> [Activities]:
A) From the ocserv documentation, extract the passage starting at "# User authentication" and ending at "pam, radius, gssapi.".
B) Answer these questions using the ocserv documentation:
(i) Where does ocserv look for its configuration file by default?
(ii) Which tool should be used to generate password entries for the plain authentication option?
(iii) What is the default value for require-local-user-map?
C) Proceed with the ocserv documentation from the point where it stops.

[[ Text block open ]]

In certain setups, where a firewall may be blocking ICMP responses, setting the MSS of TCP connections to MTU will eliminate the "black hole" connection issues. See http://lartc.org/howto/lartc.cookbook.mtu-mss.html for instructions to enable it on a Linux system.

IMPLEMENTATION NOTES

Note that while this server utilizes privilege separation and all authentication occurs on the security module, this does not apply for TLS client certificate authentication. That is due to TLS protocol limitation.

FILES

ocserv’s configuration file format
By default, if no other file is specified, ocserv looks for its configuration file at /etc/ocserv/ocserv.conf. An example configuration file follows.

# User authentication method. Could be set multiple times and in
# that case all should succeed. To enable multiple methods use
# multiple auth directives. Available options: certificate,
# plain, pam, radius, gssapi.
#
# Note that authentication methods cannot be changed with reload.

# certificate:
# This indicates that all connecting users must present a certificate.
#
# pam[gid-min=1000]:
# This enabled PAM authentication of the user. The gid-min option is used
# by auto-select-group option, in order to select the minimum valid group ID.
#
# plain[passwd=/etc/ocserv/ocpasswd,otp=/etc/ocserv/users.otp]
# The plain option requires specifying a password file which contains
# entries of the following format.
# "username:groupname1,groupname2:encoded-password"
# One entry must be listed per line, and ’ocpasswd’ should be used
# to generate password entries. The ’otp’ suboption allows to specify
# an oath password file to be used for one time passwords; the format of
# the file is described in https://code.google.com/p/mod-authn-otp/wiki/UsersFile
#
# radius[config=/etc/radiusclient/radiusclient.conf,groupconfig=true,nas-identifier=name]:
# The radius option requires specifying freeradius-client configuration
# file. If the groupconfig option is set, then config-per-user/group will be overriden,
# and all configuration will be read from radius. That also includes the
# Acct-Interim-Interval, and Session-Timeout values.
#
# The supported atributes for radius configuration are:
# Group-Name, Framed-IPv6-Address, Framed-IPv6-Prefix, DNS-Server-IPv6-Address,
# Framed-IP-Address, Framed-IP-Netmask, MS-Primary-DNS-Server, MS-Secondary-DNS-Server,
# Acct-Interim-Interval.
#
# gssapi[keytab=/etc/key.tab,require-local-user-map=false,tgt-freshness-time=900,gid-min=1000]
# The gssapi option allows to use authentication methods supported by GSSAPI,
# such as Kerberos tickets with ocserv. It should be best used as an alternative
# to PAM (i.e., have pam in auth and gssapi in enable-auth), to allow users with
# tickets and without tickets to login. The default value for require-local-user-map
# is true. The ’tgt-freshness-time’ if set, it would require the TGT tickets presented
# to have been issued within the provided number of seconds. That option is used to
# restrict logins even if the KDC provides long time TGT tickets.
# The gid-min option is used by auto-select-group option, in order to select the minimum
# valid group ID.

[[ Text block closed ]]
[[ Dataset records open ]]

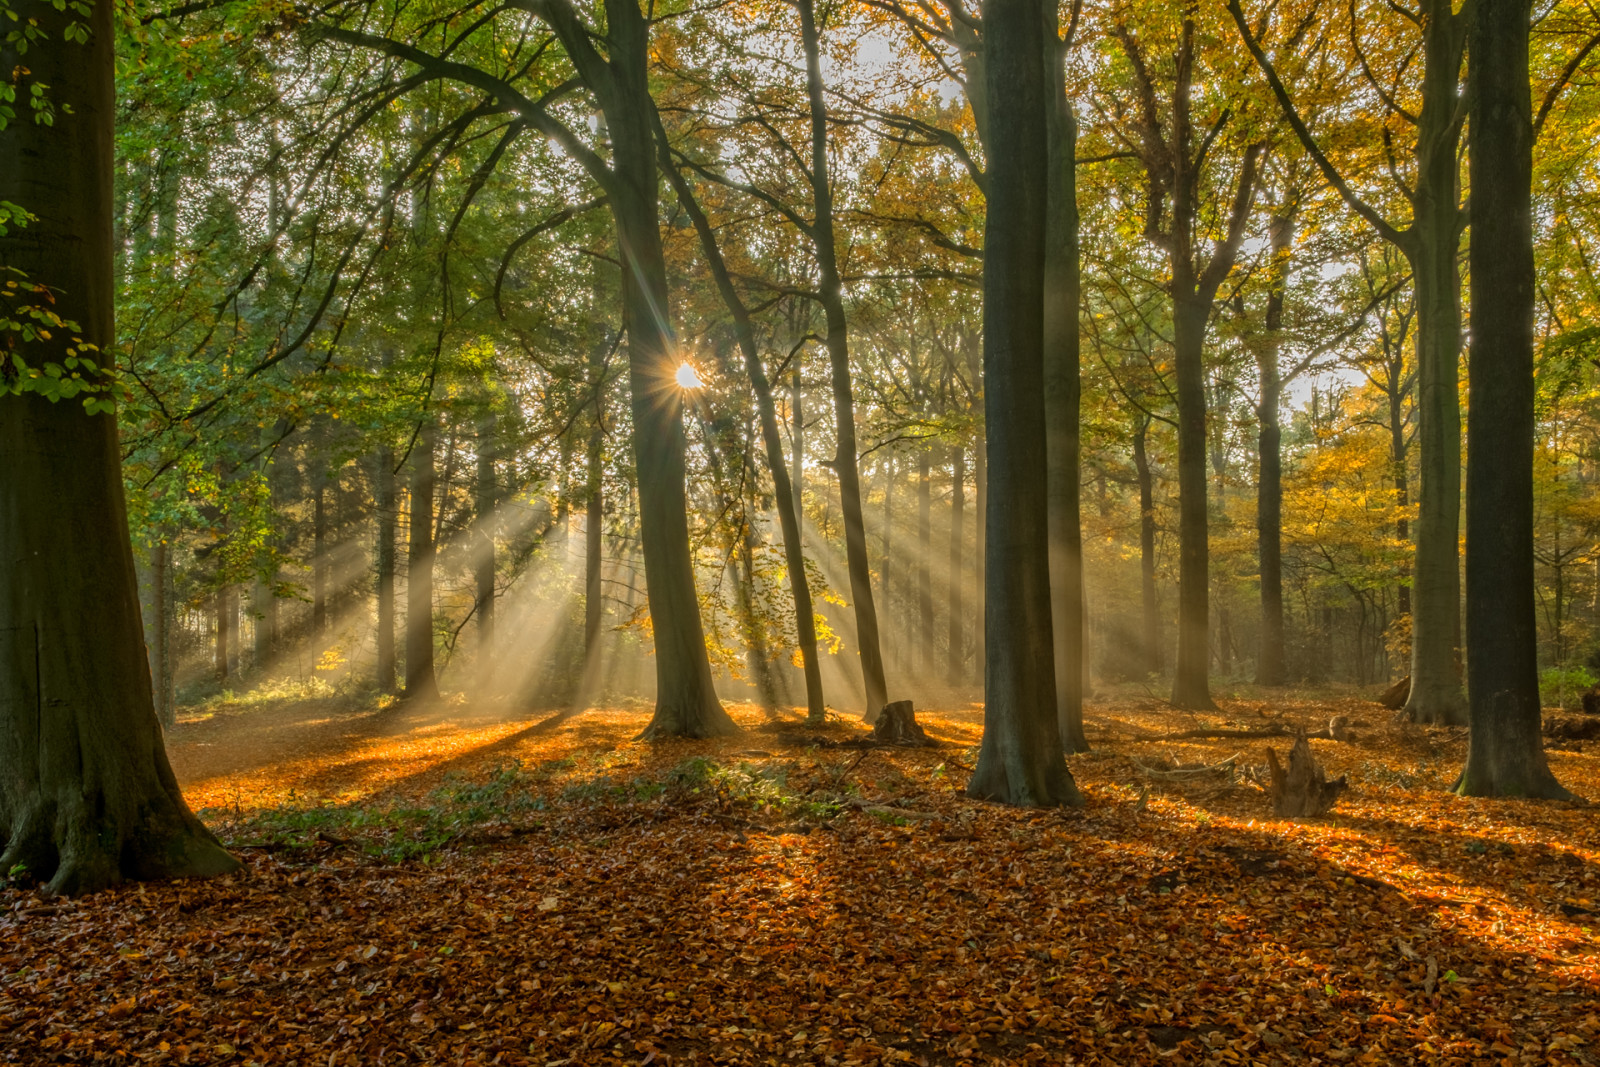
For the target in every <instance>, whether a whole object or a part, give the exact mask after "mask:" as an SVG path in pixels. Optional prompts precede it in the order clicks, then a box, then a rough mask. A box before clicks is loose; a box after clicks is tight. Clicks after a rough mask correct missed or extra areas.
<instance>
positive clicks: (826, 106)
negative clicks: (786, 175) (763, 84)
mask: <svg viewBox="0 0 1600 1067" xmlns="http://www.w3.org/2000/svg"><path fill="white" fill-rule="evenodd" d="M630 2H632V0H630ZM795 6H797V8H798V11H800V37H802V45H803V48H805V56H806V98H808V101H810V109H811V171H810V178H811V202H813V208H814V213H813V221H811V243H813V246H814V248H816V261H818V275H819V278H818V296H819V299H821V302H822V312H824V317H826V320H827V357H829V365H830V371H832V379H834V435H835V448H837V451H835V453H834V464H832V466H834V474H835V475H837V477H838V502H840V510H843V514H845V563H846V566H848V569H850V598H851V601H853V605H854V609H856V646H858V651H859V653H861V673H862V681H864V688H866V694H867V713H866V720H867V721H869V723H870V721H875V720H877V715H878V709H882V707H883V702H885V701H886V699H888V683H886V681H885V673H883V653H882V648H880V646H878V609H877V603H875V601H874V598H872V566H870V561H869V558H867V526H866V518H864V515H862V509H861V456H859V450H858V448H856V398H854V387H853V386H851V378H850V330H848V325H846V322H845V293H843V283H842V282H840V278H838V253H837V251H835V246H834V189H832V184H830V182H832V178H830V173H829V162H827V104H826V102H824V99H822V56H821V53H822V46H821V37H819V34H818V27H816V10H814V5H813V0H795Z"/></svg>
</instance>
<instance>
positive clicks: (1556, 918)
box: [0, 699, 1600, 1067]
mask: <svg viewBox="0 0 1600 1067" xmlns="http://www.w3.org/2000/svg"><path fill="white" fill-rule="evenodd" d="M734 715H736V718H739V721H741V723H744V725H746V726H749V728H750V729H749V731H747V733H746V734H744V736H741V737H733V739H726V741H717V742H656V744H646V742H637V741H634V737H635V736H637V734H638V731H640V728H642V726H643V725H645V721H646V720H648V710H642V709H608V710H594V712H587V713H584V715H574V717H565V715H555V717H550V718H542V720H536V721H531V723H530V721H528V720H522V721H504V720H501V718H494V717H488V715H485V717H475V715H474V713H472V710H470V709H467V707H462V705H458V707H450V709H445V712H438V713H434V715H432V717H426V718H422V717H416V715H411V717H408V715H406V713H405V712H373V710H370V709H365V710H363V709H360V707H328V705H325V704H322V702H310V705H302V704H291V705H285V707H253V709H250V712H248V713H234V715H227V713H222V715H214V717H211V718H208V720H205V721H194V723H186V725H184V726H181V728H179V729H178V731H176V733H174V736H173V737H171V742H170V744H171V749H173V761H174V766H176V768H178V773H179V776H181V779H182V781H184V785H186V793H187V795H189V798H190V803H194V805H195V806H197V808H200V809H205V817H206V819H208V821H210V822H211V825H213V827H216V829H218V832H219V835H221V837H222V838H224V841H227V843H229V845H230V846H232V848H235V849H237V853H238V854H240V856H242V857H243V861H245V869H243V870H242V872H238V873H237V875H234V877H229V878H221V880H213V881H181V883H168V885H130V886H122V888H118V889H114V891H109V893H104V894H99V896H94V897H88V899H83V901H46V899H42V897H38V896H35V893H34V889H32V888H30V886H29V885H27V883H26V878H19V880H14V881H13V885H10V888H6V889H3V891H0V1057H3V1059H5V1062H21V1064H35V1062H107V1064H120V1062H126V1064H131V1062H149V1064H168V1062H171V1064H261V1065H266V1064H306V1065H310V1064H315V1065H317V1067H339V1065H341V1064H344V1065H355V1064H360V1065H368V1064H419V1062H426V1064H461V1065H478V1067H483V1065H488V1064H507V1065H512V1064H517V1065H536V1067H557V1065H566V1064H573V1065H576V1064H638V1065H643V1064H829V1065H840V1067H845V1065H858V1064H861V1065H866V1064H1069V1062H1070V1064H1168V1062H1171V1064H1213V1062H1216V1064H1229V1062H1240V1064H1243V1062H1251V1064H1254V1062H1262V1064H1277V1062H1282V1064H1312V1062H1326V1064H1338V1062H1349V1064H1387V1062H1397V1064H1400V1062H1432V1064H1475V1062H1525V1064H1592V1062H1597V1061H1600V1053H1597V1048H1600V1017H1597V995H1600V840H1597V829H1595V819H1594V811H1592V809H1590V808H1586V806H1582V805H1571V803H1528V801H1486V800H1462V798H1454V797H1450V795H1448V793H1446V792H1445V789H1446V787H1448V785H1450V777H1451V776H1453V773H1454V768H1458V766H1459V763H1461V757H1462V755H1464V741H1466V739H1464V734H1462V733H1461V731H1451V729H1426V731H1424V729H1402V728H1397V726H1392V725H1390V723H1389V712H1386V710H1382V709H1379V707H1378V705H1374V704H1366V702H1360V701H1354V699H1336V701H1318V702H1274V704H1272V705H1270V707H1269V705H1267V704H1264V702H1250V701H1232V702H1229V704H1227V709H1226V710H1224V712H1222V713H1219V715H1208V717H1189V715H1179V713H1176V712H1173V710H1170V709H1166V707H1165V705H1162V704H1160V702H1155V701H1112V702H1106V704H1096V705H1093V707H1091V709H1090V713H1088V721H1090V729H1091V741H1094V744H1096V750H1094V752H1090V753H1085V755H1080V757H1074V758H1072V769H1074V773H1075V774H1077V777H1078V782H1080V785H1082V787H1083V789H1085V793H1086V797H1088V801H1090V803H1088V808H1086V809H1083V811H1016V809H1006V808H998V806H994V805H986V803H974V801H968V800H966V798H965V797H962V793H960V789H962V785H963V784H965V779H966V774H968V769H970V768H971V760H973V757H974V745H976V744H978V739H979V733H981V721H982V717H981V709H976V707H965V709H954V710H946V712H918V717H920V720H922V723H923V725H925V726H926V728H928V731H930V734H931V736H933V737H934V739H936V741H938V742H939V747H938V749H931V750H930V749H870V750H862V752H835V750H832V749H824V747H819V745H816V744H810V745H805V747H802V745H800V744H797V742H794V741H792V737H794V733H795V731H798V729H802V726H800V723H798V721H771V720H768V718H766V717H765V715H763V713H762V712H760V710H757V709H750V707H742V709H741V707H736V709H734ZM1330 715H1342V717H1344V720H1346V723H1347V725H1349V728H1350V729H1349V736H1347V737H1346V739H1344V741H1342V742H1334V741H1314V742H1312V745H1314V749H1315V755H1317V758H1318V760H1322V761H1323V763H1326V766H1328V769H1330V774H1347V776H1349V781H1350V785H1352V789H1350V790H1349V792H1347V793H1346V795H1344V797H1341V800H1339V805H1338V808H1336V809H1334V811H1333V813H1331V814H1330V816H1328V817H1323V819H1314V821H1302V822H1294V821H1286V819H1272V817H1269V816H1267V811H1269V805H1267V801H1266V797H1264V793H1261V792H1259V789H1258V787H1256V784H1253V781H1251V777H1253V776H1251V768H1253V766H1258V765H1262V763H1264V761H1266V745H1270V744H1280V742H1275V741H1272V739H1262V741H1243V742H1242V741H1240V739H1238V737H1237V736H1224V737H1184V739H1168V737H1166V734H1173V733H1184V731H1202V733H1229V734H1232V733H1235V731H1238V729H1245V731H1250V729H1253V728H1259V726H1261V725H1262V723H1264V721H1274V723H1285V725H1290V726H1306V728H1307V729H1315V728H1318V726H1322V725H1326V723H1328V718H1330ZM810 733H813V734H814V733H816V731H810ZM822 733H824V734H826V736H827V737H832V739H835V741H837V739H848V737H853V736H858V734H859V726H856V725H851V723H845V721H842V720H840V721H834V723H830V725H829V728H827V729H824V731H822ZM786 739H787V741H786ZM1235 755H1237V757H1238V758H1237V760H1232V757H1235ZM1550 760H1552V766H1554V768H1555V771H1557V774H1558V776H1560V777H1562V781H1563V782H1565V784H1568V787H1571V789H1574V792H1578V793H1581V795H1589V797H1595V798H1600V749H1597V745H1595V742H1590V741H1573V742H1562V745H1560V747H1557V749H1552V752H1550ZM1221 765H1226V766H1227V768H1238V773H1234V771H1232V769H1229V771H1227V773H1226V774H1222V773H1214V774H1213V773H1208V774H1194V776H1184V774H1176V776H1174V774H1149V771H1150V769H1152V768H1157V769H1158V768H1168V769H1171V768H1216V766H1221Z"/></svg>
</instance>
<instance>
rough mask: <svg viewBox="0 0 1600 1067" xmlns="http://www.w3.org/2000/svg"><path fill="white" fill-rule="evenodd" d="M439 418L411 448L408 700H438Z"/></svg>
mask: <svg viewBox="0 0 1600 1067" xmlns="http://www.w3.org/2000/svg"><path fill="white" fill-rule="evenodd" d="M435 418H437V416H435V414H434V413H432V411H429V413H426V414H424V416H422V426H421V429H419V430H418V435H416V442H414V443H413V445H411V510H410V515H406V525H408V526H410V545H408V550H406V605H405V699H408V701H434V699H438V680H437V677H435V675H434V437H435V434H437V427H435Z"/></svg>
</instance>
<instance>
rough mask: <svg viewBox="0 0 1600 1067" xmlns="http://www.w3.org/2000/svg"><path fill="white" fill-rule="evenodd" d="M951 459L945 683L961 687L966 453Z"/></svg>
mask: <svg viewBox="0 0 1600 1067" xmlns="http://www.w3.org/2000/svg"><path fill="white" fill-rule="evenodd" d="M952 453H954V454H952V458H950V632H949V661H947V667H946V681H947V683H949V685H952V686H957V685H962V672H963V670H965V667H966V609H965V606H963V603H962V600H963V592H965V585H966V574H965V573H963V571H965V566H963V565H962V557H963V547H965V545H963V544H962V542H963V541H965V539H966V450H965V448H963V446H960V445H957V446H955V448H954V450H952Z"/></svg>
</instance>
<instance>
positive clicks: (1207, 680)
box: [1173, 298, 1216, 709]
mask: <svg viewBox="0 0 1600 1067" xmlns="http://www.w3.org/2000/svg"><path fill="white" fill-rule="evenodd" d="M1210 315H1211V306H1210V302H1203V304H1202V302H1198V301H1195V299H1192V298H1190V299H1182V298H1178V299H1174V301H1173V362H1174V363H1176V368H1178V669H1176V675H1174V678H1173V704H1176V705H1178V707H1184V709H1214V707H1216V704H1214V702H1213V701H1211V683H1210V677H1208V675H1210V665H1211V645H1210V614H1211V590H1210V528H1208V522H1210V520H1208V509H1206V434H1205V422H1206V403H1205V331H1206V320H1208V318H1210Z"/></svg>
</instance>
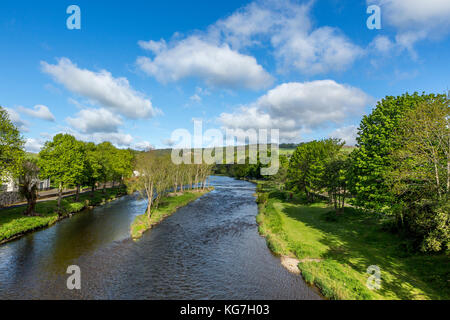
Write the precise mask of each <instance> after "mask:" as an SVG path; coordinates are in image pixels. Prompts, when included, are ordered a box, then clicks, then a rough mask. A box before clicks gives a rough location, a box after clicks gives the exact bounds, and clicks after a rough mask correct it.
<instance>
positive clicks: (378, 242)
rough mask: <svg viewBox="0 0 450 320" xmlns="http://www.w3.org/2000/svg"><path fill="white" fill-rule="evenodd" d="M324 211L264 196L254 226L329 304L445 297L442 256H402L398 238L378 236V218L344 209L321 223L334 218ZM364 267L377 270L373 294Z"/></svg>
mask: <svg viewBox="0 0 450 320" xmlns="http://www.w3.org/2000/svg"><path fill="white" fill-rule="evenodd" d="M265 190H267V188H265ZM272 192H278V191H277V190H276V189H273V191H272ZM272 192H271V193H272ZM329 212H330V211H329V208H328V206H327V205H326V204H325V203H316V204H313V205H302V204H295V203H291V202H286V201H284V200H282V199H281V198H280V197H273V196H269V201H268V202H267V204H266V205H265V206H260V212H259V214H258V217H257V221H258V223H259V230H260V232H261V233H262V234H263V235H265V236H266V240H267V243H268V246H269V247H270V248H271V250H273V251H274V252H275V253H277V254H280V255H287V256H293V257H296V258H297V259H299V260H300V263H299V268H300V270H301V273H302V276H303V277H304V278H305V280H306V281H307V282H309V283H312V284H315V285H316V286H318V287H319V288H320V290H321V292H322V293H323V294H324V295H325V296H326V297H328V298H330V299H449V298H450V290H449V287H448V283H447V282H448V281H447V280H448V267H447V266H448V264H449V262H450V261H449V256H448V255H446V254H439V255H438V254H435V255H427V254H419V253H414V254H406V253H405V251H404V248H403V247H402V245H401V244H402V243H403V242H404V240H403V238H402V237H401V236H399V235H397V234H392V233H389V232H386V231H383V230H382V220H381V219H380V218H379V217H377V216H375V215H368V214H365V213H364V212H361V211H359V210H356V209H353V208H348V207H347V208H345V212H344V214H343V215H340V216H338V218H337V219H324V216H325V217H327V216H334V217H336V215H335V214H334V215H329V214H328V213H329ZM370 265H377V266H379V267H380V269H381V289H379V290H369V289H368V288H367V286H366V282H367V279H368V277H369V274H368V273H367V272H366V270H367V267H368V266H370Z"/></svg>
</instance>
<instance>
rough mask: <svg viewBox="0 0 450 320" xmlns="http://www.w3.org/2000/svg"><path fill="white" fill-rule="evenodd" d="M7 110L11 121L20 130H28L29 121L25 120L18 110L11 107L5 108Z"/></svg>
mask: <svg viewBox="0 0 450 320" xmlns="http://www.w3.org/2000/svg"><path fill="white" fill-rule="evenodd" d="M4 109H5V110H6V112H8V116H9V119H10V120H11V122H12V123H13V124H14V125H15V126H16V127H17V128H18V129H19V130H20V131H25V132H27V131H28V125H29V123H28V122H27V121H25V120H23V119H22V118H21V117H20V114H19V113H17V111H16V110H14V109H11V108H4Z"/></svg>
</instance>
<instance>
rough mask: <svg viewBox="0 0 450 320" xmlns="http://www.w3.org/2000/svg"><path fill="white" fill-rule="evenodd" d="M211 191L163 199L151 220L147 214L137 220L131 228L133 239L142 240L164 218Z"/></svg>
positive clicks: (153, 210) (192, 191)
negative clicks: (204, 194)
mask: <svg viewBox="0 0 450 320" xmlns="http://www.w3.org/2000/svg"><path fill="white" fill-rule="evenodd" d="M211 190H212V188H208V189H206V190H204V191H185V192H184V193H183V194H181V195H177V196H173V197H166V198H163V199H161V202H160V203H159V205H158V208H156V209H155V210H153V209H152V215H151V217H150V219H148V218H147V214H146V213H145V214H142V215H139V216H137V217H136V218H135V220H134V221H133V223H132V224H131V227H130V233H131V237H132V238H133V239H138V238H140V237H141V236H142V234H143V233H144V232H145V231H147V230H149V229H151V228H152V227H153V226H154V225H156V224H158V223H160V222H161V221H162V220H163V219H164V218H166V217H168V216H170V215H171V214H173V213H174V212H175V211H177V209H178V208H181V207H184V206H185V205H187V204H189V203H190V202H192V201H194V200H196V199H197V198H200V197H201V196H203V195H204V194H205V193H208V192H210V191H211Z"/></svg>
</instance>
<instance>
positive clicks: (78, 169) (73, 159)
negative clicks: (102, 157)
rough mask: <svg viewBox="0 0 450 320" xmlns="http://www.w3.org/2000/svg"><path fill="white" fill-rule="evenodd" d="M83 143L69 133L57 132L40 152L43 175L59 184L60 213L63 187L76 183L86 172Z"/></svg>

[[ Dataset records closed ]]

> [Answer list]:
A)
# User authentication method. Could be set multiple times and in
# that case all should succeed. To enable multiple methods use
# multiple auth directives. Available options: certificate,
# plain, pam, radius, gssapi.

B)
(i) /etc/ocserv/ocserv.conf
(ii) ocpasswd
(iii) true

C)
#auth = "certificate"
#auth = "pam"
#auth = "pam[gid-min=1000]"
#auth = "plain[passwd=/etc/ocserv/ocpasswd]"
#auth = "radius[config=/etc/radiusclient/radiusclient.conf,groupconfig=true]"

# Specify alternative authentication methods that are sufficient
# for authentication. That is, if set, any of the methods enabled
# will be sufficient to login.
#enable-auth = "certificate"
#enable-auth = "gssapi"
#enable-auth = "gssapi[keytab=/etc/key.tab,require-local-user-map=true,tgt-freshness-time=900]"

# Accounting methods available:
# radius: can be combined with any authentication method, it provides
# radius accounting to available users (see also stats-report-time).
#
# pam: can be combined with any authentication method, it provides
# a validation of the connecting user’s name using PAM. It is
# superfluous to use this method when authentication is already
# PAM.
#
# Only one accounting method can be specified.
#acct = "radius[config=/etc/radiusclient/radiusclient.conf]"

# Use listen-host to limit to specific IPs or to the IPs of a provided
# hostname.
#listen-host = [IP|HOSTNAME]

# TCP and UDP port number
tcp-port = 4443
udp-port = 4443

# Accept connections using a socket file. It accepts HTTP
# connections (i.e., without SSL/TLS unlike its TCP counterpart),
# and uses it as the primary channel. That option cannot be
# combined with certificate authentication.
#listen-clear-file = /var/run/ocserv-conn.socket

# The user the worker processes will be run as. It should be
# unique (no other services run as this user).
run-as-user = nobody
run-as-group = nogroup

# The default server directory. Does not require any devices present.
#chroot-dir = /path/to/chroot

# socket file used for IPC with occtl. You only need to set that,
# if you use more than a single servers.
#occtl-socket-file = /var/run/occtl.socket

# socket file used for server IPC (worker - sec-mod), will be appended with .PID
# It must be accessible within the chroot environment (if any), so it is best
# specified relatively to the chroot directory.
socket-file = /var/run/ocserv-socket

# The key and the certificates of the server
# The key may be a file, or any URL supported by GnuTLS (e.g.,
# tpmkey:uuid=xxxxxxx-xxxx-xxxx-xxxx-xxxxxxxx;storage=user
# or pkcs11:object=my-vpn-key;object-type=private)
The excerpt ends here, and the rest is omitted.